+++ Supplied entries +++
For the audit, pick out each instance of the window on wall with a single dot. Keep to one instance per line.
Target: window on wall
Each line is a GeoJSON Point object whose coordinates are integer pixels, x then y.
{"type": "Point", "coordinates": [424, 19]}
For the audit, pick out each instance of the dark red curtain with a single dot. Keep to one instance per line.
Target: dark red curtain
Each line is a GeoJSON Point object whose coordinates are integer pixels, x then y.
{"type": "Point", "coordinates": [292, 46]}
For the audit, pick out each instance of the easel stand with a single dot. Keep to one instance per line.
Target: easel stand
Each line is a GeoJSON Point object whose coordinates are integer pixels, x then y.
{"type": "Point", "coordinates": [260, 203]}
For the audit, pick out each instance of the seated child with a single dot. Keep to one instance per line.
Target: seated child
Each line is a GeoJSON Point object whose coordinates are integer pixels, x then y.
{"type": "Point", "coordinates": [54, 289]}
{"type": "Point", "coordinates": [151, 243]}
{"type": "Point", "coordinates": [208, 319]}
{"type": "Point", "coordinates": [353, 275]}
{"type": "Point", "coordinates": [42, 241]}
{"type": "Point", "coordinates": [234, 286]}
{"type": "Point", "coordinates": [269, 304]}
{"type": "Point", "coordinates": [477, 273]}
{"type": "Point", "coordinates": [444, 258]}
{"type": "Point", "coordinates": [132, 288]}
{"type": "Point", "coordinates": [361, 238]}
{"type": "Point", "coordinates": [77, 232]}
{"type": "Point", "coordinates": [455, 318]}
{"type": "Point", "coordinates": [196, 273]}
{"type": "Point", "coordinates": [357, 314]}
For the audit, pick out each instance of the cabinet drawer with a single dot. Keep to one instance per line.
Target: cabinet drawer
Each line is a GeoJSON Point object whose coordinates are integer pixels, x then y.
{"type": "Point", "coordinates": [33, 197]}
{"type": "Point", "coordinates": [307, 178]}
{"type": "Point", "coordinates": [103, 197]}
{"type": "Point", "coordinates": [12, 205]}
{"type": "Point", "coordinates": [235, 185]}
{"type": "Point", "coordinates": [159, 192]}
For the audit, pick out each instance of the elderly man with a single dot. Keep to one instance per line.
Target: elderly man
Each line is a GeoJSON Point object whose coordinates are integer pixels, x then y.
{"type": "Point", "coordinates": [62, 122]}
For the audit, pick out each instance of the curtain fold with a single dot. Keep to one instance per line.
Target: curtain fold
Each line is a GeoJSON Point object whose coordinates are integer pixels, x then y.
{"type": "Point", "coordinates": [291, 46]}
+++
+++ Supplied entries +++
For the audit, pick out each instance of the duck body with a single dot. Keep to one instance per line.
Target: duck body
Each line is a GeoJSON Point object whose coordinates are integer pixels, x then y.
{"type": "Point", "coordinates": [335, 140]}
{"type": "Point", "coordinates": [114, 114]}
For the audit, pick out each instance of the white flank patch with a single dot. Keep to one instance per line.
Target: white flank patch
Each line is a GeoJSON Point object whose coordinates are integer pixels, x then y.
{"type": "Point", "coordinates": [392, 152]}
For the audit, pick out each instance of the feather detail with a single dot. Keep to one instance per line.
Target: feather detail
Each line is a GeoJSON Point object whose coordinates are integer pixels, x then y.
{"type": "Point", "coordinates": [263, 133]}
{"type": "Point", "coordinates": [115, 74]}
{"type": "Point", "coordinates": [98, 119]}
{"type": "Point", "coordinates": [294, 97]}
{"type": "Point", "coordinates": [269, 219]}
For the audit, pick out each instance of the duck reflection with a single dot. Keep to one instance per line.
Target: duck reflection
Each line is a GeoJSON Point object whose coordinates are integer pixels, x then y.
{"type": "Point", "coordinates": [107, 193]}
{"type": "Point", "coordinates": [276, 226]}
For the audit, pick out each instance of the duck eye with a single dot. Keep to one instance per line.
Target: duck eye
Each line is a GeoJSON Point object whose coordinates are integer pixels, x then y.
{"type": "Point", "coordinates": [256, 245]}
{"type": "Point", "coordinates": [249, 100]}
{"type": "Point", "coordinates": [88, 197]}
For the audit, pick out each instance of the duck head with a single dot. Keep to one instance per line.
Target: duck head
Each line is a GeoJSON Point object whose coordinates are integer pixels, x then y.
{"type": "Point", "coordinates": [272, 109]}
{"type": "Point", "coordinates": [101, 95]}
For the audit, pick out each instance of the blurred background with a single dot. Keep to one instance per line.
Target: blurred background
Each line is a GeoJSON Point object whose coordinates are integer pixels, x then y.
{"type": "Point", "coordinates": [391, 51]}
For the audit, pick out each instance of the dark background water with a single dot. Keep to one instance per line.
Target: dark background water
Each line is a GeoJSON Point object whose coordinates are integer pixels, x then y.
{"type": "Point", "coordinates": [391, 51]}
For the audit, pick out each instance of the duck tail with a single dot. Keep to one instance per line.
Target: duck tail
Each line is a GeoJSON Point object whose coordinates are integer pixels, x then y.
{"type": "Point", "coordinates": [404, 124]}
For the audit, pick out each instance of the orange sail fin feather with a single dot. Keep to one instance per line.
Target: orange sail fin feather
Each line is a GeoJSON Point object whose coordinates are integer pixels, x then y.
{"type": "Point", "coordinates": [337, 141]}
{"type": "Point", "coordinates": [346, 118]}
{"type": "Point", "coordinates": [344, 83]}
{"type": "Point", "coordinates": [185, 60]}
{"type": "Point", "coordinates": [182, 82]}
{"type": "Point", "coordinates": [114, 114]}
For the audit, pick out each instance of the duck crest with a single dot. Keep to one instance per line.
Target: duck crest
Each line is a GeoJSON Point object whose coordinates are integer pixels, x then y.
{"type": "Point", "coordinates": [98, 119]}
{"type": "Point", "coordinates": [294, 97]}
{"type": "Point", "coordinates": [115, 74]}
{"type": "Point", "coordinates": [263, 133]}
+++
+++ Supplied entries +++
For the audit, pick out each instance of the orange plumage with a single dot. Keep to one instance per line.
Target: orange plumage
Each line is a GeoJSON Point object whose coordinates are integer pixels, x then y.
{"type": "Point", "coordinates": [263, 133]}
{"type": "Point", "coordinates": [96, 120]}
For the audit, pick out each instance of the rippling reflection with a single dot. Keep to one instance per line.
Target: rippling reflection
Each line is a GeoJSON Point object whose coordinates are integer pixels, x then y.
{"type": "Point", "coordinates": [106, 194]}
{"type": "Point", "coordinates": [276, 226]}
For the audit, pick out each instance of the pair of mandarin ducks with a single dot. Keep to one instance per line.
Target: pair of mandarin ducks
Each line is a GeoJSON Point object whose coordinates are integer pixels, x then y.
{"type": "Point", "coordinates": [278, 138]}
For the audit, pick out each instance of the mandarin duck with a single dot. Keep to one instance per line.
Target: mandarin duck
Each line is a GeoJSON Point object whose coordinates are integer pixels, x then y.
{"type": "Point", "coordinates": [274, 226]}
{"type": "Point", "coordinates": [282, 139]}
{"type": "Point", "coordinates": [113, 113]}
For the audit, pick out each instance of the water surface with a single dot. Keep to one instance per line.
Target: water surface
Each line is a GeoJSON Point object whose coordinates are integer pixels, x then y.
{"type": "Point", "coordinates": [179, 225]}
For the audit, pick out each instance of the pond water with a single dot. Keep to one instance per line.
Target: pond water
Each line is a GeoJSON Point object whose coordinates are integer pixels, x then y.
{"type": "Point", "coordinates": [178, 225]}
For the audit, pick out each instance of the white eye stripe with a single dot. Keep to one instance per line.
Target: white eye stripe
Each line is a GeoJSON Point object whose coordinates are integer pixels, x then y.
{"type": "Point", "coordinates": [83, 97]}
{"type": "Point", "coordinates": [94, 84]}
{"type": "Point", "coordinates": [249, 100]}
+++
§ **What to produce**
Above are the records; print exactly the lines from the line with "Target: duck body" to the line with "Target: duck head", including both, and nothing else.

§ **Task response**
Target: duck body
Each line is a GeoJSON Point object whose coordinates are integer pixels, x then y.
{"type": "Point", "coordinates": [335, 140]}
{"type": "Point", "coordinates": [114, 114]}
For the audit, pick out each instance of the white flank patch with a single dot. Keep to one instance per line.
Target: white flank patch
Each line is a GeoJSON Point object whose coordinates are integer pixels, x then y.
{"type": "Point", "coordinates": [392, 152]}
For the audit, pick out each instance of the feather detail with a single dot. Keep to one instance per line.
Target: feather detail
Each line is a GeoJSON Point object whose coordinates are integer pixels, x then y.
{"type": "Point", "coordinates": [263, 133]}
{"type": "Point", "coordinates": [115, 74]}
{"type": "Point", "coordinates": [98, 119]}
{"type": "Point", "coordinates": [294, 97]}
{"type": "Point", "coordinates": [269, 219]}
For the audit, pick out each instance of the duck reflection with a single dot. Keep to one instance per line.
Target: duck reflection
Each line is a GeoJSON Point object whose coordinates are integer pixels, x then y.
{"type": "Point", "coordinates": [107, 193]}
{"type": "Point", "coordinates": [276, 226]}
For the audit, pick out each instance of the duck eye with a single dot. Keep to one instance per line.
Target: duck eye
Each line is a GeoJSON Point object whose coordinates are integer pixels, x then y.
{"type": "Point", "coordinates": [256, 245]}
{"type": "Point", "coordinates": [249, 100]}
{"type": "Point", "coordinates": [88, 197]}
For the audit, pick out each instance of the duck head with a single dot. Keep to one instance per line.
Target: duck head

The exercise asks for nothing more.